• WRITTEN REQUEST A
Pull out every line in the rows below that contains the string "street", and copy each one as it appears.

Even if you are not eligible for EIC, the rule stands. Keep good records and if the IRS comes knocking, you can show them that every expense is legitimate.
Yes. A self-employed individual is required to report all income and deduct all expenses. Revenue Ruling 56-407, 1956-2 C.B. 564, deals with the issue of taxpayers not taking all allowable deductions in computing net earnings from self-employment for self-employment tax purposes. Rev. Rul. 56-407 held that under §1402(a), every taxpayer (with the exception of certain farm operators) must claim all allowable deductions in computing net earnings from self-employment for self-employment tax purposes.
Net earnings from self-employment are included in earned income for EITC purposes. It is defined by cross-reference to the definition of net-earnings from self-employment under I.R.C. §1402(a). This ruling applies equally to the EITC. CCA 200022051 also provides insight regarding deduction of Schedule C expenses.

• INPUT
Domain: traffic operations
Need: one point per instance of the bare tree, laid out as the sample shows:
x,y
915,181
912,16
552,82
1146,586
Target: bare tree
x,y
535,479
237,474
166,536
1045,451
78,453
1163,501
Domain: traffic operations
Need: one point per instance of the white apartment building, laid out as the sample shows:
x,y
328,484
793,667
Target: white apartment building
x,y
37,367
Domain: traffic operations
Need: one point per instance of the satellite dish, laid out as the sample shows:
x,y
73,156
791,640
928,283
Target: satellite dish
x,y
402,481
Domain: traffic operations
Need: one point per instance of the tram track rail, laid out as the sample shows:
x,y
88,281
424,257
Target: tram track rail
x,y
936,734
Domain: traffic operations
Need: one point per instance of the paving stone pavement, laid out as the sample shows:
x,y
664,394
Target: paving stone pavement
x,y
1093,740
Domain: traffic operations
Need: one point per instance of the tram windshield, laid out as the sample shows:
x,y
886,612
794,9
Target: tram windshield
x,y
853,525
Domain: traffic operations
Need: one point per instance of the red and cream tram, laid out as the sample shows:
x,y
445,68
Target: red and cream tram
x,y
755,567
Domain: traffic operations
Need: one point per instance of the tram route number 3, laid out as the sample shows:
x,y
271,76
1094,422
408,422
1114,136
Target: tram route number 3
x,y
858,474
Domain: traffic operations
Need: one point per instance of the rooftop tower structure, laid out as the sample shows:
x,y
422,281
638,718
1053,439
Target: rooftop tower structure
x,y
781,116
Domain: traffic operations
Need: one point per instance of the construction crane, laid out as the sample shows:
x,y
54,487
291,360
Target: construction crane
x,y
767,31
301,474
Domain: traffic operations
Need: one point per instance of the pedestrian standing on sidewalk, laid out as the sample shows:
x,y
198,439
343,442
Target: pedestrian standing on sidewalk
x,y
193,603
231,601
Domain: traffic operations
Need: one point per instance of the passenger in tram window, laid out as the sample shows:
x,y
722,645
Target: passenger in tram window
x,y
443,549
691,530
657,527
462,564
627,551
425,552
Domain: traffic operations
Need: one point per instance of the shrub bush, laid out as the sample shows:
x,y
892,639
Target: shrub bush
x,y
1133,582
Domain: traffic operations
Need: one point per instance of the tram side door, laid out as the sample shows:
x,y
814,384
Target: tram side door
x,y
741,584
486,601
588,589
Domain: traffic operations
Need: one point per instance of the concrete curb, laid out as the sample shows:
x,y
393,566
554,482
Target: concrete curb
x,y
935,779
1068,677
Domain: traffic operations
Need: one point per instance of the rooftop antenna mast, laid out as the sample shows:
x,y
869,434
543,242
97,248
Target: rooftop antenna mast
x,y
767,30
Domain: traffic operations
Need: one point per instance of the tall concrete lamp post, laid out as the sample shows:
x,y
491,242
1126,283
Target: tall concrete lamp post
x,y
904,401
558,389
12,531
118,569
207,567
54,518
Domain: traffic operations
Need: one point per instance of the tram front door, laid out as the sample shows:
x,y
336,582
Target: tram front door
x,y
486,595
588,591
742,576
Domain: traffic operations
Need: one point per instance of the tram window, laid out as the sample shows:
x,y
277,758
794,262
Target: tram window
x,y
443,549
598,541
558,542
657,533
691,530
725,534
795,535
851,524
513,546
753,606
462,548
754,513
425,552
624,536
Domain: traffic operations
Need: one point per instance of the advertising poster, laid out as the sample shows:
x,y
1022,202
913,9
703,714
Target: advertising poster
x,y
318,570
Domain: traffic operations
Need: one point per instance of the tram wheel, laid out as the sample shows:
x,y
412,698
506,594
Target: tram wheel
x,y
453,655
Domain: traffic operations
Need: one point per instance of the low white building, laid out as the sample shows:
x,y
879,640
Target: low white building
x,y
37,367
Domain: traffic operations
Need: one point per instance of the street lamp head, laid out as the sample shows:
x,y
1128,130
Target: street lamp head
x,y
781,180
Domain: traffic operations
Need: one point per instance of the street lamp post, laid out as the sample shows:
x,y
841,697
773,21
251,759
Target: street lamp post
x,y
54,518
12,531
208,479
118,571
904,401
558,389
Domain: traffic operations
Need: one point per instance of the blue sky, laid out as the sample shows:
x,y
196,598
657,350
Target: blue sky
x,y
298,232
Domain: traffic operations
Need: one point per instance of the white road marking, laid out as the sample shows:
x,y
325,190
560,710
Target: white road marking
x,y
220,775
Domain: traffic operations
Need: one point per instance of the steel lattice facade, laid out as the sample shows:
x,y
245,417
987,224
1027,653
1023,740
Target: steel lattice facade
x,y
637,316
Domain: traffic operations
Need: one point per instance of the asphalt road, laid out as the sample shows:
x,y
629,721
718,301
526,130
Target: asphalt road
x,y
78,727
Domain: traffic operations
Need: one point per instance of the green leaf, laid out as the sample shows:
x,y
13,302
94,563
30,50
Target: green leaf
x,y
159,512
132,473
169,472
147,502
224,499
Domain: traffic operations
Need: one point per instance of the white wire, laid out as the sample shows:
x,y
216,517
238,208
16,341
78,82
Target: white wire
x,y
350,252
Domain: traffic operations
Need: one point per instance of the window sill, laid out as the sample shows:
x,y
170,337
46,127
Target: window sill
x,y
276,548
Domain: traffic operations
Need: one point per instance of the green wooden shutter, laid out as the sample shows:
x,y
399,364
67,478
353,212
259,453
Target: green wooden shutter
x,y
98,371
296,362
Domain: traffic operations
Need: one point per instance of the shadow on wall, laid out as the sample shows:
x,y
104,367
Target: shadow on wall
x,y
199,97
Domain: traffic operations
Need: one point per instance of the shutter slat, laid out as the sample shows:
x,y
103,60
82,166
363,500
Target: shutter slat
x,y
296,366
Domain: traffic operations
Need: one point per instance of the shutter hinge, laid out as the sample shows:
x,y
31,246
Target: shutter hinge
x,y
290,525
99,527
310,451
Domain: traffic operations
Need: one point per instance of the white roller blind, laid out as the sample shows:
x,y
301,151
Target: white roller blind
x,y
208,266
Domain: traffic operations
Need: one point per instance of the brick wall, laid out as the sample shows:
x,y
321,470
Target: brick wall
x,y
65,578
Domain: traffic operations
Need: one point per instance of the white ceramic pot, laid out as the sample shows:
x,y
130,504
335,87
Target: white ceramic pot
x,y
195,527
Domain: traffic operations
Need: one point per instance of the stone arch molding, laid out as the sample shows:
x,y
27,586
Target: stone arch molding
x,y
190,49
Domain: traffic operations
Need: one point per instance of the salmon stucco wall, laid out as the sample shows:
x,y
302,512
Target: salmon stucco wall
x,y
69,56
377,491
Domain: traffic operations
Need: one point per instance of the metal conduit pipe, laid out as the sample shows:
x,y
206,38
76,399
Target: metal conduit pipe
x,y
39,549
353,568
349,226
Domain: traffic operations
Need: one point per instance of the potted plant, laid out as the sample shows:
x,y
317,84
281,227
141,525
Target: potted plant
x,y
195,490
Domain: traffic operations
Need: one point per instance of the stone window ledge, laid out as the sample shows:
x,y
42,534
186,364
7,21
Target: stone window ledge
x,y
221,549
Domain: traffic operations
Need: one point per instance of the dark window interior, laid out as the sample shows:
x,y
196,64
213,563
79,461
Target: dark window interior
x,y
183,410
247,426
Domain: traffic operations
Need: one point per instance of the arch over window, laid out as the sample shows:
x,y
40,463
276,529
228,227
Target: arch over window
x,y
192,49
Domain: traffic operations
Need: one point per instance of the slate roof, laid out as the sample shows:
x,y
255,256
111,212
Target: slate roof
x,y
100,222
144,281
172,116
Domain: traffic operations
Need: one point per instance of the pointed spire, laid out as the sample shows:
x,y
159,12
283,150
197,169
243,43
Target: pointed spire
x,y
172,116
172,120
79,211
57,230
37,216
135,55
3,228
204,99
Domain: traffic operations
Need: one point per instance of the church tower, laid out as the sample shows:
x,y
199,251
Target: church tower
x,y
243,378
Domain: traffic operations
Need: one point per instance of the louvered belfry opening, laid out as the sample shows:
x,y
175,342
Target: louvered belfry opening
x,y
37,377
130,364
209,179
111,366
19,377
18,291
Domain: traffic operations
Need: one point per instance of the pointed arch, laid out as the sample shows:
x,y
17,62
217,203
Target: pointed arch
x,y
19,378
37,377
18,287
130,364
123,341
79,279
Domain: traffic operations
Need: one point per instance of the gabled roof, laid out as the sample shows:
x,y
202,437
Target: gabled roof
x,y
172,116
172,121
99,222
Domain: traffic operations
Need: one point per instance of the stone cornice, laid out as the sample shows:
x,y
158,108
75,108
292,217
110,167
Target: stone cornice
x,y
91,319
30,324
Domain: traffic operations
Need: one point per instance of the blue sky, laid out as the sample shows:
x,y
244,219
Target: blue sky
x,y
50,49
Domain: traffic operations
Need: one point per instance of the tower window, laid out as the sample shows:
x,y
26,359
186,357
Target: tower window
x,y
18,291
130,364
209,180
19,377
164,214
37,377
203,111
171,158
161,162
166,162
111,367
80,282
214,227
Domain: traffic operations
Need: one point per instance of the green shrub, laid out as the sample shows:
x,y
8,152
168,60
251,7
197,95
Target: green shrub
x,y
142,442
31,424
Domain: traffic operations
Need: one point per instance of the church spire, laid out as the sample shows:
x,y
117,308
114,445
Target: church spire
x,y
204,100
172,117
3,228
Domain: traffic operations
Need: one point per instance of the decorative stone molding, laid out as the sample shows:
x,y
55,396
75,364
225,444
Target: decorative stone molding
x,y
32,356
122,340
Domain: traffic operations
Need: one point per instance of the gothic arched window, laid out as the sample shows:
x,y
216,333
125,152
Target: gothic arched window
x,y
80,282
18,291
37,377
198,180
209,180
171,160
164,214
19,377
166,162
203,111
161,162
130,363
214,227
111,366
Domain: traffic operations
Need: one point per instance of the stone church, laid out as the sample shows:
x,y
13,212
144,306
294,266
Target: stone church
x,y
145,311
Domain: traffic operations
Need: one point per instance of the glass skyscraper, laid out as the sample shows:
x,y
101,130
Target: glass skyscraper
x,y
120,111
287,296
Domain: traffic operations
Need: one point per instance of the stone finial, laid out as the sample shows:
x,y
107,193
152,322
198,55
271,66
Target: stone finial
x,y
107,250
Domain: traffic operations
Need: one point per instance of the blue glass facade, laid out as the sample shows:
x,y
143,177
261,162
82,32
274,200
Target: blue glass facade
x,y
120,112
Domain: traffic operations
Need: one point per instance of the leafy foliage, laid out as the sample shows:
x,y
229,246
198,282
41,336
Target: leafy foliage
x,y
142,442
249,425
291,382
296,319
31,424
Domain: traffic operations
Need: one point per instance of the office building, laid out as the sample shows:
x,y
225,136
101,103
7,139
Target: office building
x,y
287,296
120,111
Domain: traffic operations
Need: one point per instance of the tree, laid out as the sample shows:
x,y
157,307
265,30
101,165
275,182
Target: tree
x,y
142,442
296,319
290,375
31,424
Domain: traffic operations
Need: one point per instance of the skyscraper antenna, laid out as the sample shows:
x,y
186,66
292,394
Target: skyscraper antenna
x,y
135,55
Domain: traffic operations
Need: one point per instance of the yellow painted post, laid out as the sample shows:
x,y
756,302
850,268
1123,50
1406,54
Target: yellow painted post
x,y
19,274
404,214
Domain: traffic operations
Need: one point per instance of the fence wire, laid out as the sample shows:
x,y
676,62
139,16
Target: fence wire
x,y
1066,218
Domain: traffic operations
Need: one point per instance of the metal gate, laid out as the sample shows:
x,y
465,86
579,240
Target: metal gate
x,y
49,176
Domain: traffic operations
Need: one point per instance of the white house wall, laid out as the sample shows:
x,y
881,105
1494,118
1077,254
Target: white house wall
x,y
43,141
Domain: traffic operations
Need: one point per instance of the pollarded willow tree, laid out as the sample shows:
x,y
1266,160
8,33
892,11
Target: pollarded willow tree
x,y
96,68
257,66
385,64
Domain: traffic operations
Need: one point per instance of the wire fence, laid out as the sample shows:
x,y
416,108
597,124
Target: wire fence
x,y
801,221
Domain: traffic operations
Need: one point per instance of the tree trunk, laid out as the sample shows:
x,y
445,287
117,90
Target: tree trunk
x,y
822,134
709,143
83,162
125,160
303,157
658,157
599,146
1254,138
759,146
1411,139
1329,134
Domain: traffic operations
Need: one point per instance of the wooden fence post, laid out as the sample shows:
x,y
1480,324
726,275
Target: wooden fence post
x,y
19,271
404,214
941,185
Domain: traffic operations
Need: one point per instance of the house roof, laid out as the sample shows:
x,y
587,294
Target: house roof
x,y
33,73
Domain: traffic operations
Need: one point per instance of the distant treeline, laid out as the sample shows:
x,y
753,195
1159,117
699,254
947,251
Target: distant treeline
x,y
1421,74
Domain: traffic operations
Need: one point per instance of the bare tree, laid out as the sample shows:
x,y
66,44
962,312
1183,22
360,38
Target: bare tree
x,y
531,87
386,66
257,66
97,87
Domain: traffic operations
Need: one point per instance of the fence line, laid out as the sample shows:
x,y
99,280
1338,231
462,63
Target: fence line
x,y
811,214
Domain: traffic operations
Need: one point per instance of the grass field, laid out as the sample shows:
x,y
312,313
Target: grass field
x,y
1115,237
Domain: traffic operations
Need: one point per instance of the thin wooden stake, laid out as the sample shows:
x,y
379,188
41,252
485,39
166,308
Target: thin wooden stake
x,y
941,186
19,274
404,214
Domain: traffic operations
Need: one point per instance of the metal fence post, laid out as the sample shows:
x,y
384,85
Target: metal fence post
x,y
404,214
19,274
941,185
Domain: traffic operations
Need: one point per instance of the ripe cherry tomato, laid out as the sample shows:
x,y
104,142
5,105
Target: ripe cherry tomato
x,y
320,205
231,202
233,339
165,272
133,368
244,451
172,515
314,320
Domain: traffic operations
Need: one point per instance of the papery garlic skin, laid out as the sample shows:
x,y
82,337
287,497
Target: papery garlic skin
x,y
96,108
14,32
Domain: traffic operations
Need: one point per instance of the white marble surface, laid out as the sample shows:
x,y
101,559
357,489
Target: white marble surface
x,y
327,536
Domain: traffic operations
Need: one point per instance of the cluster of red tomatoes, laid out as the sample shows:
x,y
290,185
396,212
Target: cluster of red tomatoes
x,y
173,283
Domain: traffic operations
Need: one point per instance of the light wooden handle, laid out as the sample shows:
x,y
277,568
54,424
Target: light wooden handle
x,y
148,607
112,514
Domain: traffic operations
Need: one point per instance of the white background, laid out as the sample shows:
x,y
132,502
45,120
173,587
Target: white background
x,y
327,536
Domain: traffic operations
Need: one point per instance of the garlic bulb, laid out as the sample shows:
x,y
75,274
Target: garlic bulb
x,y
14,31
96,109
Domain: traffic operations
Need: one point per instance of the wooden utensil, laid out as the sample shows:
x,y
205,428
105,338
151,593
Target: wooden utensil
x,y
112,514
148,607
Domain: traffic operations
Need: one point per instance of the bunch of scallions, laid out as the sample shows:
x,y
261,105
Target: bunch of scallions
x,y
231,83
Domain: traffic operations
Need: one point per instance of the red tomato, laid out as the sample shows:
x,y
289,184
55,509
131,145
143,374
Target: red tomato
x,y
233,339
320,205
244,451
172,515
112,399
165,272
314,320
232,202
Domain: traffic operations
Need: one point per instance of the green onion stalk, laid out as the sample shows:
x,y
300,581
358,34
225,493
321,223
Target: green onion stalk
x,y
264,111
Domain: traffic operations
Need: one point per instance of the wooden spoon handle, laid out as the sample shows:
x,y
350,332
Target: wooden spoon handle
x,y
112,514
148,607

• WRITTEN REQUEST B
Give what follows the last sentence of the passage on claiming self-employment deductions for the EITC.

• TASK ANSWER A
Need: one point per instance of the street lamp head, laid out as the sample shows:
Target: street lamp head
Need: one point per instance of the street lamp post, laid out as the sample shows:
Target: street lamp post

• TASK ANSWER B
A few comments:
My husband does furniture repair in people homes. He has very high mileage and some supply expenses. It brings our taxable income pretty low. Even if we don't show much profit, it is not a hobby but main source of income. The program is telling me standard deductions are our best bet so I guess itemizing is not really an issue. Thank you for your response.
I guess it is a trade.
If you indicate that your intent is that the activity is a trade or business, and your intent is to make a profit, then you should be reporting all expenses.
Just keep in mind, that the IRS may question the activity.
However, if you have support for the expenses and support that this is your main income, then most likely the IRS will accept that position.
Just keep in mind the hobby loss rules may come into question.
The "Standard Deduction" is completely separate from the expenses you list on Schedule C to offset business income.